Graphique 1 : Le taux de propriétaires de leur résidence principale selon les catégories sociales

Deux bémols apparaissent : le taux de propriétaires atteint déjà 43% parmi les modestes, et s’il y a donc un écart entre ces modestes et la classe moyenne inférieure, il n’est « que » de 11 points et est surtout symbolique de par le franchissement du seuil des 50%. À titre de comparaison, le saut est beaucoup plus important entre les défavorisés, très rarement propriétaires (22% seulement), et les modestes (43%, soit 21 points de différence), dont on voit qu’ils constituent un sas d’entrée dans la « France des propriétaires », statut qui demeure hors de portée de près de trois quarts des défavorisés. Second bémol, il existe également au sein même des classes moyennes, un gap important (17 points) entre la classe moyenne inférieure, finalement assez proche des modestes, et la classe moyenne intermédiaire, très largement propriétaire (71%) et distante de seulement quelques points de la classe supérieure (75% de propriétaires), voire des favorisés (78%). Si le statut de « propriétaire majoritaire » signe bien l’entrée dans la classe moyenne, tout comme la détention d’une assurance-vie, ce critère fait également naître un clivage important entre la classe moyenne inférieure (tout juste majoritairement propriétaire) et la classe moyenne intermédiaire (quasiment trois quarts de propriétaires), alors que le différentiel est très peu marqué concernant l’assurance-vie. La possession d’actions, de fonds communs de placement (FCP) ou de Sicav (concernant 26% des Français), ou d’un logement ou de terres à louer (26% également) est nettement moins fréquente. Des pans entiers de la société en sont dépourvus et ces placements ne semblent être l’apanage que de la classe supérieure (51% pour les placements boursiers, 49% pour des biens immobiliers) et des favorisés ou aisés (respectivement 78% et 47%). Mais les deux classes moyennes sont très largement exclues de ces marchés. Ces produits sont donc plutôt l’attribut de tout ou partie des milieux les plus favorisés et ne peuvent constituer un trait distinctif de nos classes moyennes. Au contraire, c’est bien plutôt leur non-possession qui marque la différence avec les catégories situées au-dessus d’elles. Notons pour finir sur ce point que les écarts entre classes moyennes inférieure et intermédiaire, déjà constatés sur la possession de son logement, se retrouvent également concernant la détention de valeurs mobilières et de produits financiers.

2

L’imposition sur le revenu : une vraie ligne de partage au sein des classes moyennes

Ces éléments de clivage opposant classe moyenne inférieure et classe moyenne intermédiaire sur certains éléments de patrimoine s’observent également en ce qui concerne l’impôt sur le revenu. Si la France est schématiquement scindée en deux en matière d’impôt sur le revenu avec 55% d’assujettis et 45% de non-contribuables, cette proportion varie logiquement en fonction du niveau social, et la ligne de partage passe… au beau milieu des classes moyennes. Avec 83% de personnes payant l’impôt sur le revenu, la classe moyenne intermédiaire apparaît très massivement soumise à cet impôt au même titre que la classe supérieure (81%) et les favorisés (84%). Pour ces trois catégories, l’impôt sur le revenu est donc très répandu et seule une minorité y échappe.

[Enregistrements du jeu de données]

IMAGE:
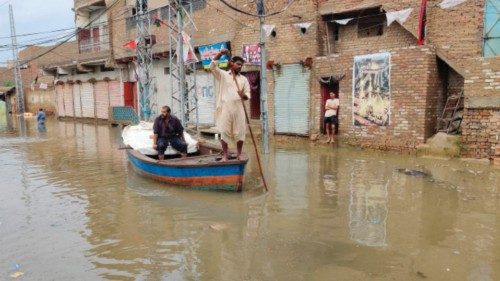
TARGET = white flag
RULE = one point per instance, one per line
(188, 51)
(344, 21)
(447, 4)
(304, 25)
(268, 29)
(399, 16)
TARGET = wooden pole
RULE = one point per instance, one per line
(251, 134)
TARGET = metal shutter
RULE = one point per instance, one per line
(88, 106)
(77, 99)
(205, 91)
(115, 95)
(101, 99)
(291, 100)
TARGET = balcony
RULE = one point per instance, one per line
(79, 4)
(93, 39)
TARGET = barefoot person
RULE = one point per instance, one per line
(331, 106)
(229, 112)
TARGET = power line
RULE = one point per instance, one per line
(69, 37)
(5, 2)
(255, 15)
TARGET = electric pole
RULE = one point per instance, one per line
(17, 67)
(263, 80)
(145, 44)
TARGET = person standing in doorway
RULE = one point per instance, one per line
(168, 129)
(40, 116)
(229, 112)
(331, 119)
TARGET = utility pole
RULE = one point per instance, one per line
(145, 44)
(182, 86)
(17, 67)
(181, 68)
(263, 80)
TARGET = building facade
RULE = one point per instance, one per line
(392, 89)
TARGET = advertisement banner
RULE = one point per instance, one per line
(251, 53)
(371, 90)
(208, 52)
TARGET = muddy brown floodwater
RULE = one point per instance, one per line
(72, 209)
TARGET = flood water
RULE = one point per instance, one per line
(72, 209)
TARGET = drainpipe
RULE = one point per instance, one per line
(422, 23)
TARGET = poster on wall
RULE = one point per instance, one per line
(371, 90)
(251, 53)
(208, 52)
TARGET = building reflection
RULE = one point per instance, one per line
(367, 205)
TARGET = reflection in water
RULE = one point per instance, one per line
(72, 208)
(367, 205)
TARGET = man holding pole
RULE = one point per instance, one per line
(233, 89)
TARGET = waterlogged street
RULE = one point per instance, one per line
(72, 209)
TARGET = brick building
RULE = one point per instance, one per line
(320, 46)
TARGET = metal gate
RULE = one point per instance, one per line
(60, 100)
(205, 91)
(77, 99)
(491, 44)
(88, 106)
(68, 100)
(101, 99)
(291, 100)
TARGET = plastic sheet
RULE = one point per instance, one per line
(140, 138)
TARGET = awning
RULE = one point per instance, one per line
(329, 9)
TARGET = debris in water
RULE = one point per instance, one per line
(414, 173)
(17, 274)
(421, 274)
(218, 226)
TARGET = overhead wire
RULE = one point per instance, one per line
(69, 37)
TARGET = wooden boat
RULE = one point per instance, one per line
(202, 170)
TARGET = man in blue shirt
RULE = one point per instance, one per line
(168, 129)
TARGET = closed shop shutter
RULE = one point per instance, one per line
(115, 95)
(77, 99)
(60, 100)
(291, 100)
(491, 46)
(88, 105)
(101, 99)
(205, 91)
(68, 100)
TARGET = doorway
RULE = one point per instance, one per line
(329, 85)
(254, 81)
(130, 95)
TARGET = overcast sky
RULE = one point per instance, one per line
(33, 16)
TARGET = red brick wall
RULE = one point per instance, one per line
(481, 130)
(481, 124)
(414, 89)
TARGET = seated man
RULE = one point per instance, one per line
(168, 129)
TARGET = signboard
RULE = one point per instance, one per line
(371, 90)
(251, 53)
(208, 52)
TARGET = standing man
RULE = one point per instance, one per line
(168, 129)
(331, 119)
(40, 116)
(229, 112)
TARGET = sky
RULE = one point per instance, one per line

--

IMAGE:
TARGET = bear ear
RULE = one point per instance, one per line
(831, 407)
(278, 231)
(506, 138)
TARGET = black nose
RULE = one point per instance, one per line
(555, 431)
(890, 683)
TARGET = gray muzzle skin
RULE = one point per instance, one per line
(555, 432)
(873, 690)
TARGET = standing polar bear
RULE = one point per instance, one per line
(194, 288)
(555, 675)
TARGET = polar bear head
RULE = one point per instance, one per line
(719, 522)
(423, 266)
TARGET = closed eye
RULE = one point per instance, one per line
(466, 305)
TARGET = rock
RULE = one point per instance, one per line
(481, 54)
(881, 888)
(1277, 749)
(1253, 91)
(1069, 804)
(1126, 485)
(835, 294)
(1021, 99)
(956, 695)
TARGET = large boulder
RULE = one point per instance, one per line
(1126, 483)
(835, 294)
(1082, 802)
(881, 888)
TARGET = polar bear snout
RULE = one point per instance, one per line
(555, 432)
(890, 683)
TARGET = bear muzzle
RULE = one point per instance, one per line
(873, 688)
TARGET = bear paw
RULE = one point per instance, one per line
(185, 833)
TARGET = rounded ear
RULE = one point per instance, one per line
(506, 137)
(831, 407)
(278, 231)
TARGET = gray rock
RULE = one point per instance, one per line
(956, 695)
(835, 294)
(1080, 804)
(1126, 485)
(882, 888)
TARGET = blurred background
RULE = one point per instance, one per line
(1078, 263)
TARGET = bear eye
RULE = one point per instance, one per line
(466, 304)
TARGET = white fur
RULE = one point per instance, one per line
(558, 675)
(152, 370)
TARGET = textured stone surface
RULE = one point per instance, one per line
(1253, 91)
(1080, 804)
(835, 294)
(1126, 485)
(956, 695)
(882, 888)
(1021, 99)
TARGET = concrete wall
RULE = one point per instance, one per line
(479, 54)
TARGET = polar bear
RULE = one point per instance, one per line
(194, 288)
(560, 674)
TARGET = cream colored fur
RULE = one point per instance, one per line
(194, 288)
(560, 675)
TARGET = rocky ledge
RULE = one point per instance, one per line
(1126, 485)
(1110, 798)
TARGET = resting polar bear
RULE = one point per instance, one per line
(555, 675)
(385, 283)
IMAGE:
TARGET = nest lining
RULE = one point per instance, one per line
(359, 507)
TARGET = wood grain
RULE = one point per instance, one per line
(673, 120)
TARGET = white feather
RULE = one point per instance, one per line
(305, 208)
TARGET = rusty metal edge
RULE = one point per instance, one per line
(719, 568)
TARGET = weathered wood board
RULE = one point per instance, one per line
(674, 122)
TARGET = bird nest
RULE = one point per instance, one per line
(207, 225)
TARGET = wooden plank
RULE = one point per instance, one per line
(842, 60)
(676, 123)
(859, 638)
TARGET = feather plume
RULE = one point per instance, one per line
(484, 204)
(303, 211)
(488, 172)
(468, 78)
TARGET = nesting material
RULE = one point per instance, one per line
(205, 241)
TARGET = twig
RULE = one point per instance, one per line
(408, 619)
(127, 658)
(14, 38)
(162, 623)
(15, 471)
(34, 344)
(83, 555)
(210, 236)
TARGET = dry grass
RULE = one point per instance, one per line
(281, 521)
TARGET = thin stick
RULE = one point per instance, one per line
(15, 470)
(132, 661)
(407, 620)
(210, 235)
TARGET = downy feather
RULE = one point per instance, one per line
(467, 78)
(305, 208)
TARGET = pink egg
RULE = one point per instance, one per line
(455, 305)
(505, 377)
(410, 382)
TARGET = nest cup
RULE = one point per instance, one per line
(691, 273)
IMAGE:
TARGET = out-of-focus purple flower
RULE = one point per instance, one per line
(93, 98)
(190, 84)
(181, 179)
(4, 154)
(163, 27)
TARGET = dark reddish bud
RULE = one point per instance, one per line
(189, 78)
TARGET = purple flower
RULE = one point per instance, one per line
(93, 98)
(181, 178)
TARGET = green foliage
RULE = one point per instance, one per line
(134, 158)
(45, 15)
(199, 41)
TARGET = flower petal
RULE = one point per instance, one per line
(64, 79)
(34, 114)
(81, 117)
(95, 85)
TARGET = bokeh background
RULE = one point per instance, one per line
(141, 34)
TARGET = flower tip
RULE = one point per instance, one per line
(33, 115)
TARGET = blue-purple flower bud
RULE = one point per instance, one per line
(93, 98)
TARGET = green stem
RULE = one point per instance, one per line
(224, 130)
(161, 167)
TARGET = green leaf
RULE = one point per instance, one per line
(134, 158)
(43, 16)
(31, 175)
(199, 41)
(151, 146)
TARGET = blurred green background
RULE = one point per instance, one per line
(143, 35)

EXERCICES À TRAITER =>
• a. Dans le texte sur les classes moyennes, relevez chaque catégorie sociale pour laquelle un pourcentage de propriétaires de leur résidence principale est indiqué en chiffres, avec ce pourcentage.
• b. Recopiez s’il vous plaît le passage du texte sur les classes moyennes allant de « Ces éléments de » à « minorité y échappe. », en remplaçant « classe supérieure » par « catégorie supérieure ».
• c. D’après le texte sur les classes moyennes, quelle proportion des Français est assujettie à l’impôt sur le revenu ?
Ces enregistrements proviennent d’une autre source que le texte.

RÉPONSES ATTENDUES =>
• a.
Défavorisés : 22 %
Modestes : 43 %
Classe moyenne intermédiaire : 71 %
Classe supérieure : 75 %
Favorisés : 78 %

• b.
Ces éléments de clivage opposant classe moyenne inférieure et classe moyenne intermédiaire sur certains éléments de patrimoine s’observent également en ce qui concerne l’impôt sur le revenu. Si la France est schématiquement scindée en deux en matière d’impôt sur le revenu avec 55% d’assujettis et 45% de non-contribuables, cette proportion varie logiquement en fonction du niveau social, et la ligne de partage passe… au beau milieu des classes moyennes. Avec 83% de personnes payant l’impôt sur le revenu, la classe moyenne intermédiaire apparaît très massivement soumise à cet impôt au même titre que la catégorie supérieure (81%) et les favorisés (84%). Pour ces trois catégories, l’impôt sur le revenu est donc très répandu et seule une minorité y échappe.

• c. 55 %